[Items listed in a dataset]
━━━━

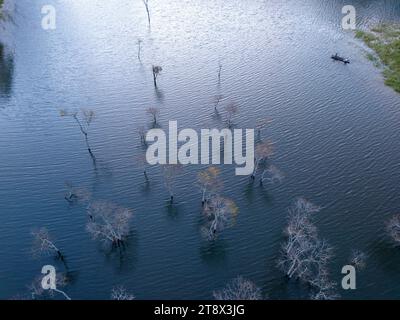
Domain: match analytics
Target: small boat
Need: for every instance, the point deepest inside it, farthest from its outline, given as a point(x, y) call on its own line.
point(339, 58)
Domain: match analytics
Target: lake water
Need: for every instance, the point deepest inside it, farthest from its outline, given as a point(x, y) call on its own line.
point(336, 130)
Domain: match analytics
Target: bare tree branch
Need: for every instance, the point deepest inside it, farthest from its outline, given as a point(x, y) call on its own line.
point(239, 289)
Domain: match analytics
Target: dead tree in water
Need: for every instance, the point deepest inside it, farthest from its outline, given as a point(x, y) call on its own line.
point(43, 244)
point(304, 255)
point(84, 120)
point(37, 291)
point(108, 222)
point(239, 289)
point(146, 4)
point(220, 213)
point(358, 259)
point(120, 293)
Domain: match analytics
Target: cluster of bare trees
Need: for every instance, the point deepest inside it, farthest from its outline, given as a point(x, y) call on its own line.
point(37, 290)
point(220, 213)
point(156, 72)
point(43, 244)
point(304, 255)
point(120, 293)
point(108, 222)
point(393, 229)
point(239, 289)
point(84, 118)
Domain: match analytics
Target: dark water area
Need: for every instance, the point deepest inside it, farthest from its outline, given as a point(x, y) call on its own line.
point(336, 130)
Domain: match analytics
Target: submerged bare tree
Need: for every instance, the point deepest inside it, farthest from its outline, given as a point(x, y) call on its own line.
point(170, 173)
point(154, 113)
point(209, 183)
point(239, 289)
point(262, 152)
point(393, 229)
point(230, 111)
point(44, 244)
point(108, 222)
point(220, 213)
point(84, 118)
point(304, 255)
point(37, 291)
point(358, 259)
point(156, 72)
point(120, 293)
point(146, 4)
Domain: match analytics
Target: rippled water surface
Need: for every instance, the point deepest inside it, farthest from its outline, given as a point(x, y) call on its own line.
point(336, 129)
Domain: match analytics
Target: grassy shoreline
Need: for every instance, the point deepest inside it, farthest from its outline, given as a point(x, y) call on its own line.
point(384, 40)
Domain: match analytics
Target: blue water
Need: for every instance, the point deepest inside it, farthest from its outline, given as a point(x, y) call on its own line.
point(335, 128)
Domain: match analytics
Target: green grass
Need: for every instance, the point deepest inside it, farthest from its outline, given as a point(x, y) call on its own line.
point(384, 39)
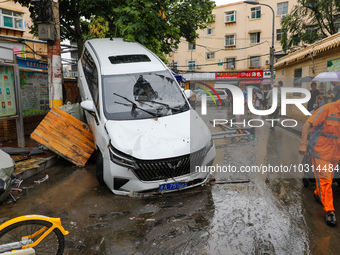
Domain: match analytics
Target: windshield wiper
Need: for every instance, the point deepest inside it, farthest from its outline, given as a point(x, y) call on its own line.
point(155, 102)
point(134, 106)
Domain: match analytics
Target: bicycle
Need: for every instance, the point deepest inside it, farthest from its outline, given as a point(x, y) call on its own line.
point(32, 235)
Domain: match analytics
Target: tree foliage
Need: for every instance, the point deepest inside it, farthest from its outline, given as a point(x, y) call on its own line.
point(157, 24)
point(306, 14)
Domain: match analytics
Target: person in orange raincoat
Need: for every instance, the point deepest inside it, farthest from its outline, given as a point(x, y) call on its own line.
point(324, 146)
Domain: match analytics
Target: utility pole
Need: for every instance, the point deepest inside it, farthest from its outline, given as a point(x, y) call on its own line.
point(54, 61)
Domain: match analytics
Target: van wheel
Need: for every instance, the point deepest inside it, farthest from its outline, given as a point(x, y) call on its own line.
point(99, 167)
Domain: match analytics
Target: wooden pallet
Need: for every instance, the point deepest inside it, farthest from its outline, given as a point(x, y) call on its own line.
point(66, 136)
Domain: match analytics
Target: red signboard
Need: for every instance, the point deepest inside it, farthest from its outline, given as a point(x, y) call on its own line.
point(247, 74)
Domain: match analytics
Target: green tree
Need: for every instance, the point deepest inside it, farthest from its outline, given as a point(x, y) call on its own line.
point(157, 24)
point(309, 21)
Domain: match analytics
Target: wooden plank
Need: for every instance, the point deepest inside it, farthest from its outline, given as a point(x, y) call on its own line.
point(66, 136)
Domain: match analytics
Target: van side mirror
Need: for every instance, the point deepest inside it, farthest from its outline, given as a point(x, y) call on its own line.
point(188, 93)
point(88, 106)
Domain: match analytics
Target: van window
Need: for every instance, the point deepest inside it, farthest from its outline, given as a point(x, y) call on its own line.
point(91, 75)
point(123, 59)
point(88, 65)
point(141, 96)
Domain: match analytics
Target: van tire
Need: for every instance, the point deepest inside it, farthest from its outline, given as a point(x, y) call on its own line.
point(99, 167)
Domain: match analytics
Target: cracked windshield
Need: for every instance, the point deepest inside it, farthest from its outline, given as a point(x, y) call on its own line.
point(182, 127)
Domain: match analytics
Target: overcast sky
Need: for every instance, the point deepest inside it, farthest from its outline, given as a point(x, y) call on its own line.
point(220, 2)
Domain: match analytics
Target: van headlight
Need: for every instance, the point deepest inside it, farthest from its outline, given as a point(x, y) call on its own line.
point(209, 145)
point(120, 158)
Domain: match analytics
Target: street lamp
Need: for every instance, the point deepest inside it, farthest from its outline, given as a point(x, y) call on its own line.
point(272, 48)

━━━━

▶ **WHAT IS NEEDED**: Filter the records above for lines with "green".

▶ **RESULT OF THE EXERCISE**:
Target: green grass
Target: green tree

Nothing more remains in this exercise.